— START OF DATA RECORDS —

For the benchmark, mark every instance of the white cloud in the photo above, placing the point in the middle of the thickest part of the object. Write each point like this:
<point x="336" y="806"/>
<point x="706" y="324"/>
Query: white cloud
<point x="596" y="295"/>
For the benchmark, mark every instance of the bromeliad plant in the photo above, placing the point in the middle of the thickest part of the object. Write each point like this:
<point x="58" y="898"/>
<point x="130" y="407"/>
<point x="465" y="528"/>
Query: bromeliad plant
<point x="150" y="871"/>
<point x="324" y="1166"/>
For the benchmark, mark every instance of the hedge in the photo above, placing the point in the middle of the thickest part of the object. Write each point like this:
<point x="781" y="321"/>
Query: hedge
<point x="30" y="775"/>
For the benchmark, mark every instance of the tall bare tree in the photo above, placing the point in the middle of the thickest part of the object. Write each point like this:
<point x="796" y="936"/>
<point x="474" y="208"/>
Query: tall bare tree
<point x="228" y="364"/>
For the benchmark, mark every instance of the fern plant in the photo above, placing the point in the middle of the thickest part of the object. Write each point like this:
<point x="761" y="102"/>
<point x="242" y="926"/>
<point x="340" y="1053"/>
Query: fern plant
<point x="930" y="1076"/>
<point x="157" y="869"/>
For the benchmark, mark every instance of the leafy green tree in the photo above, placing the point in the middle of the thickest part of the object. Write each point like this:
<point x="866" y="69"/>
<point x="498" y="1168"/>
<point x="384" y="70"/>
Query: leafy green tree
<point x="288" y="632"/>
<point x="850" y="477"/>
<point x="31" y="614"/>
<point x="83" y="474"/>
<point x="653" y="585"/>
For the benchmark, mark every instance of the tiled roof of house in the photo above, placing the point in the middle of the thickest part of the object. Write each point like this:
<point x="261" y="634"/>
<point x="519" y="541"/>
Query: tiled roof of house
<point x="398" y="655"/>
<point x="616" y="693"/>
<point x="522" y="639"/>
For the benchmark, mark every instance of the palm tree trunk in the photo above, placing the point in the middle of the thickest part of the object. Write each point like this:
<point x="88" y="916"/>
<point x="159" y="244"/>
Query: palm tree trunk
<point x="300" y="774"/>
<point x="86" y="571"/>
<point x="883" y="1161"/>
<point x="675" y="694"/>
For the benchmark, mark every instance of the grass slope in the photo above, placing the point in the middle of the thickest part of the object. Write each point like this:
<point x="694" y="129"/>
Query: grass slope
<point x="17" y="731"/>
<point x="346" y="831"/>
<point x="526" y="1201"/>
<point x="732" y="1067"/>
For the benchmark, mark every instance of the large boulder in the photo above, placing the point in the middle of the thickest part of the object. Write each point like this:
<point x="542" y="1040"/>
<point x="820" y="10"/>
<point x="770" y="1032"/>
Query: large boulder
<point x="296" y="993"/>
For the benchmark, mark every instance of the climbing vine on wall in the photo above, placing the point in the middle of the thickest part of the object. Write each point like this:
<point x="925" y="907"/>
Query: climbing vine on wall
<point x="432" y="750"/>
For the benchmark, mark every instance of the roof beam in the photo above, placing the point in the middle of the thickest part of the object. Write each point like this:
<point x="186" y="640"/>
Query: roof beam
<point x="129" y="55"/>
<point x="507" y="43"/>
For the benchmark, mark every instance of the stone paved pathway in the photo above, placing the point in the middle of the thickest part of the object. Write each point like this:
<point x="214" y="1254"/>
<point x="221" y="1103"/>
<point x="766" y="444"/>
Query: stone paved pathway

— END OF DATA RECORDS —

Return all of the records above verbatim, changing nothing in any line.

For the benchmark, mark every instance of the white cloud in the photo above, placing the point in the middle of the thickest part of the object. Write each point like this:
<point x="336" y="806"/>
<point x="706" y="324"/>
Query: white cloud
<point x="596" y="295"/>
For the benchmark, mark every instance of the bromeliad plant in the photo above, placing the point in the middle of the thickest part of the object. Write each point like this:
<point x="58" y="898"/>
<point x="130" y="407"/>
<point x="465" y="528"/>
Query: bromeliad plant
<point x="150" y="871"/>
<point x="324" y="1166"/>
For the benchmark, mark every instance of the hedge in the photo above, placing the point in the middle of the thickest part of the object. Write each point like this:
<point x="781" y="321"/>
Query: hedge
<point x="30" y="775"/>
For the benchmark, mark every instance of the tall bare tree in the photo above, placing the point in the middle of the thickest part of the object. Write each point like this:
<point x="796" y="936"/>
<point x="474" y="208"/>
Query: tall bare tree
<point x="228" y="364"/>
For the benchmark, mark every instance of the fern plant in the photo above, placing the point in the middle of the thickest part of the object. Write each point like this:
<point x="761" y="102"/>
<point x="242" y="926"/>
<point x="340" y="1053"/>
Query: fern plant
<point x="930" y="1076"/>
<point x="157" y="869"/>
For the benchmark, mark every instance of the leafy green tree in the photo above, placing the point in the middle of the thickest part of the object. Write each point like this:
<point x="866" y="69"/>
<point x="498" y="1168"/>
<point x="384" y="70"/>
Query: leafy green tree
<point x="288" y="632"/>
<point x="850" y="477"/>
<point x="31" y="614"/>
<point x="83" y="474"/>
<point x="653" y="585"/>
For the benchmark, mark every instance of the tiled roof of house in the photo above, placing the point in the middle of the thickest part of the object. Write each point like this:
<point x="261" y="634"/>
<point x="519" y="541"/>
Query: tiled roof of house
<point x="398" y="655"/>
<point x="616" y="693"/>
<point x="522" y="639"/>
For the benchmark, mark every instance of the palm tree trunk in the photo above, placing the point in the middle of the thickest part of the object. Write each point like this:
<point x="88" y="916"/>
<point x="159" y="244"/>
Query: palm tree trunk
<point x="300" y="774"/>
<point x="86" y="571"/>
<point x="883" y="1161"/>
<point x="675" y="694"/>
For the benchmark, mark every instance of the grass slope in the photo above, placing the point in the middle of the thickest part of the object. Write each point like this:
<point x="694" y="129"/>
Query: grass slope
<point x="17" y="731"/>
<point x="346" y="831"/>
<point x="526" y="1201"/>
<point x="732" y="1067"/>
For the benchmark, mark every instance of the large boulder in the photo above, placing the point in the middle of the thickest part of the object. Write each point like this:
<point x="542" y="1040"/>
<point x="820" y="10"/>
<point x="770" y="1032"/>
Query: large boulder
<point x="296" y="993"/>
For the benchmark, mark every instance of the climbing vine on wall in the photo above, placing the point in the middle of the thickest part of the object. Write each point like this:
<point x="925" y="907"/>
Query: climbing vine on wall
<point x="432" y="750"/>
For the benchmark, mark every instance of the roof beam in the photo above, placing the point in the middle of the thickest part of the object. Write each point like this:
<point x="186" y="640"/>
Query: roof beam
<point x="129" y="55"/>
<point x="507" y="43"/>
For the benchmark, mark every instance of the stone paved pathway in the photo above, placing the point in the middle of the thickest part of the object. Write each point like this:
<point x="214" y="1254"/>
<point x="221" y="1103"/>
<point x="766" y="444"/>
Query: stone paved pathway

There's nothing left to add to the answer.